**Extrait:**
▬▬▬

Lutter ensemble se clôt par une quatrième et dernière partie dans laquelle on peut lire la retranscription brute de trois entretiens portant sur l’articulation entre prise en compte des rapports de domination et construction de puissances collectives (avec Fathi réfugié en lutte à Paris, avec le Front Uni des Immigrations et des Quartiers Populaires de Lille, et avec un membre du collectif britannique Lesbians and Gays Support the Migrants). Cette partie rappelle et incarne dans la forme même du livre certains de ses enseignements essentiels : la complexité des chemins parcourus, et l’importance de la parole des premier·es concerné·es. « Ce livre n’est pas un livre de théorie politique, mais un livre de pratiques de lutte » (p. 24), et c’est aussi ce qui permet à Juliette Rousseau de naviguer entre bien des écueils.
« Circuler dans les décombres »
Nous luttons dans un monde dévasté14. Cette dévastation s’opère à trois niveaux selon le philosophe Félix Guattari : dans nos environnements, mais aussi socialement, et jusque dans nos esprits15 — ou une autre façon de nommer la merde. Formuler des propositions d’autres possibles politiques depuis ce monde revient sans cesse à composer avec des oppositions asphyxiantes et à déjouer des alternatives infernales16. Juliette Rousseau, dans Lutter ensemble, cherche cette façon d’avancer avec nos milieux toxiques, en restituant les débats autour des risques et des écueils des tentatives déployées, tout en tentant d’en désamorcer les pièges.
Il y a cette première alternative infernale par-dessus laquelle l’autrice nous propose de sauter : celle du discours politique et médiatique dominant selon lequel faire face aux oppressions classistes, racistes, sexistes, queerphobes, validistes qui traversent nos milieux militants nous divise (sous-entendu : surtout ne changeons rien). Je me sens tellement fatiguée, comme beaucoup, de répondre à ça, tellement fatiguée de cette esquive qui réduit encore une fois au silence les violences dans nos corps, alors même que les nommer est le premier pas pour peut-être se rencontrer. Le livre de Juliette permettra, à celleux empêtré·es dans cet argument de la division, de s’en dégager, une bonne fois pour toute.

▬▬▬

Enregistrements du jeu de données:
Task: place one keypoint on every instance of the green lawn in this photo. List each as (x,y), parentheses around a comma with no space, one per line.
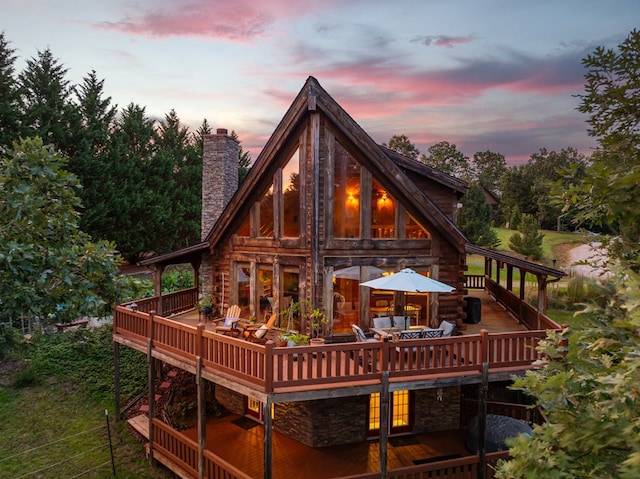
(554,244)
(52,412)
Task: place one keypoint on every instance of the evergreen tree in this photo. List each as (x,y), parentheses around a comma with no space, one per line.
(9,96)
(515,219)
(244,160)
(474,218)
(177,145)
(528,240)
(97,116)
(47,110)
(133,216)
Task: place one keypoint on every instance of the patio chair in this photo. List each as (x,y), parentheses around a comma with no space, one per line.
(429,333)
(381,322)
(229,324)
(447,328)
(257,333)
(402,322)
(360,336)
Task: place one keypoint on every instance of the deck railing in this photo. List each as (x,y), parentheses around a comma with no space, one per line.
(269,368)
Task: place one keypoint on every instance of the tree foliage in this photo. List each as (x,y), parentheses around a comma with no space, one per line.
(609,195)
(590,395)
(527,240)
(474,218)
(446,157)
(401,144)
(49,268)
(9,95)
(589,390)
(488,167)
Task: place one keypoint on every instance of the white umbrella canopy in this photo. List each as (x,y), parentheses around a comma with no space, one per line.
(409,281)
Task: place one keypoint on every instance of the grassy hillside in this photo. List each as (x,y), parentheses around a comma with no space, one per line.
(52,410)
(555,245)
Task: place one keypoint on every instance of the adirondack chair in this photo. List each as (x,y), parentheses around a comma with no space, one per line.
(257,334)
(229,324)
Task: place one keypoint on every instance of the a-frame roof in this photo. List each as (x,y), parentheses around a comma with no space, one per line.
(383,164)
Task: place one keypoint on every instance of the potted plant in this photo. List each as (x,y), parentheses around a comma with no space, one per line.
(297,339)
(310,319)
(205,304)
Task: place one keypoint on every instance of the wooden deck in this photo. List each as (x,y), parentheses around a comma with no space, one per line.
(243,448)
(494,318)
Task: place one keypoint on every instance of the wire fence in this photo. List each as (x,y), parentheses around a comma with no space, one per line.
(88,453)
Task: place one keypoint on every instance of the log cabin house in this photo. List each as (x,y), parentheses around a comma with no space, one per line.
(323,209)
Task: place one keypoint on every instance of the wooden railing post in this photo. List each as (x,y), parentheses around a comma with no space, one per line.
(268,366)
(199,346)
(150,325)
(484,346)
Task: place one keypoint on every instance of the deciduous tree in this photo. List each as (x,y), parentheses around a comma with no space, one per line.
(49,268)
(444,156)
(403,145)
(474,218)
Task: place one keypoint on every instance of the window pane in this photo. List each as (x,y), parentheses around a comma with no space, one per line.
(383,213)
(400,414)
(243,287)
(346,195)
(265,291)
(244,228)
(266,215)
(415,230)
(374,412)
(290,285)
(291,197)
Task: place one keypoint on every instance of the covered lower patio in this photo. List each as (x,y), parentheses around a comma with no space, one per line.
(240,441)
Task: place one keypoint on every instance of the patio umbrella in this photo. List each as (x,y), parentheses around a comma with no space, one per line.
(408,281)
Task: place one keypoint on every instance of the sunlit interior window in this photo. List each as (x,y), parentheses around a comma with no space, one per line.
(415,230)
(346,195)
(383,212)
(290,216)
(266,214)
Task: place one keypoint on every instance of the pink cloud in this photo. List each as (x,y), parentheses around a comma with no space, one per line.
(441,40)
(237,21)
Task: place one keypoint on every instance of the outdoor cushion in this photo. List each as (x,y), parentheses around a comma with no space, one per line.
(432,333)
(411,334)
(262,330)
(401,322)
(447,328)
(382,322)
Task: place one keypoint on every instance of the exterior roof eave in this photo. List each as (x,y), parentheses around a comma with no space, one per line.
(170,258)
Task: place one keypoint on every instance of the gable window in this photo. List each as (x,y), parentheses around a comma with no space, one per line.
(346,195)
(290,217)
(266,214)
(414,230)
(383,213)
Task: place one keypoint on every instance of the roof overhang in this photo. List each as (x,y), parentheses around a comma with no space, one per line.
(522,264)
(184,255)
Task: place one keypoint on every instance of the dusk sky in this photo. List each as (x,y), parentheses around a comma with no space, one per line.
(497,75)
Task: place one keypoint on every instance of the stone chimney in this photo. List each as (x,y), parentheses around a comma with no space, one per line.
(219,176)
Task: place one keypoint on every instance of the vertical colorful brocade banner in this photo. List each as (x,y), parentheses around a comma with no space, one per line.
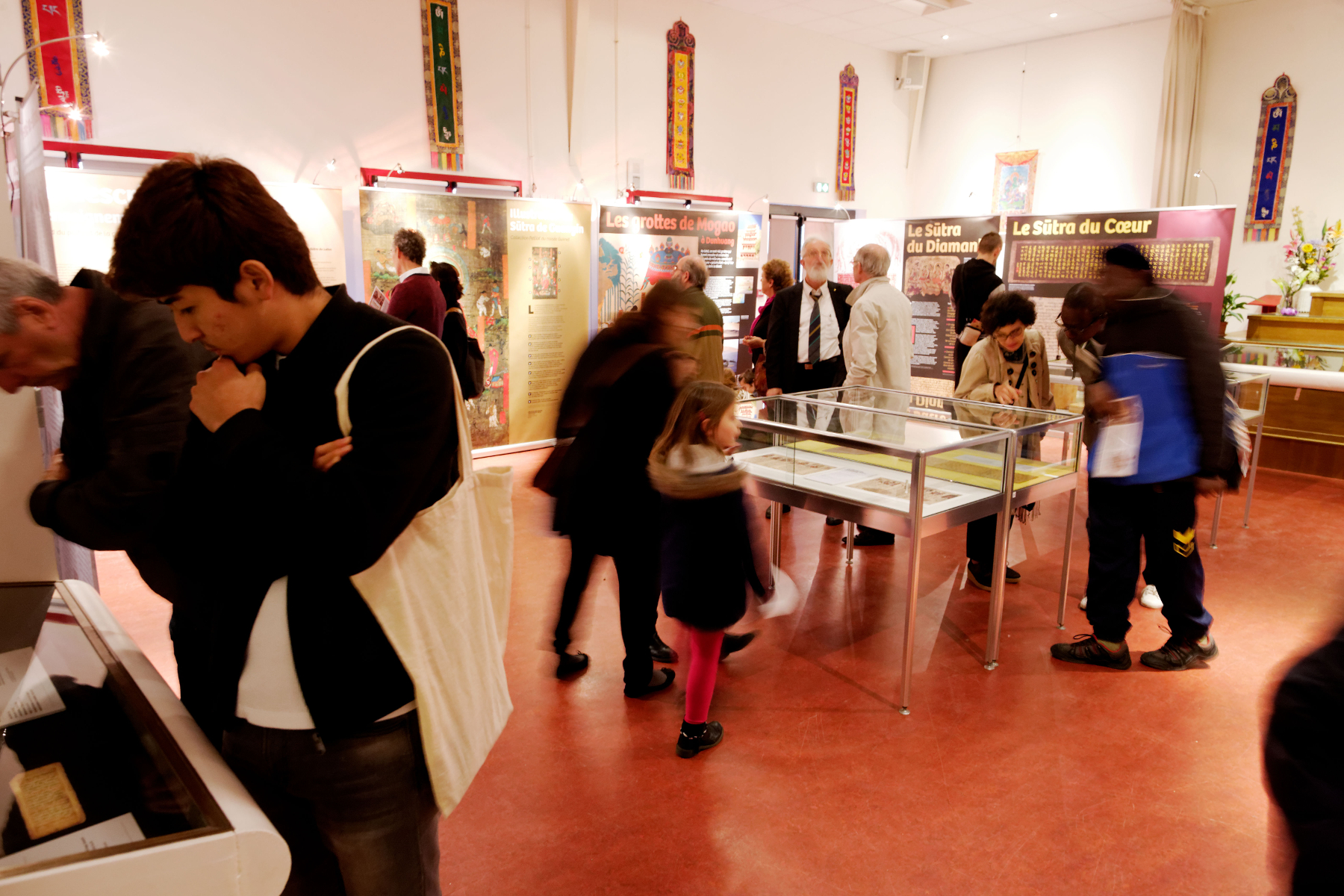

▬▬▬

**Consigne 1:**
Répondez brièvement à ces questions sur le texte.
(a) Combien d'entretiens la dernière partie du livre retranscrit-elle ?
(b) Quel philosophe est cité à propos des trois niveaux de la dévastation ?
(c) D'après le discours politique et médiatique dominant, quel effet le fait de faire face aux oppressions aurait-il sur les milieux militants ?
**Consigne 2:**
Extrayez du texte, sans la moindre modification, le passage allant de « Il y a cette » à « fois pour toute. ».
Les enregistrements ne sont d'aucune utilité ici.

**Réponse 1:**
(a) Trois entretiens.
(b) Félix Guattari.
(c) Cela les diviserait.

**Réponse 2:**
Il y a cette première alternative infernale par-dessus laquelle l’autrice nous propose de sauter : celle du discours politique et médiatique dominant selon lequel faire face aux oppressions classistes, racistes, sexistes, queerphobes, validistes qui traversent nos milieux militants nous divise (sous-entendu : surtout ne changeons rien). Je me sens tellement fatiguée, comme beaucoup, de répondre à ça, tellement fatiguée de cette esquive qui réduit encore une fois au silence les violences dans nos corps, alors même que les nommer est le premier pas pour peut-être se rencontrer. Le livre de Juliette permettra, à celleux empêtré·es dans cet argument de la division, de s’en dégager, une bonne fois pour toute.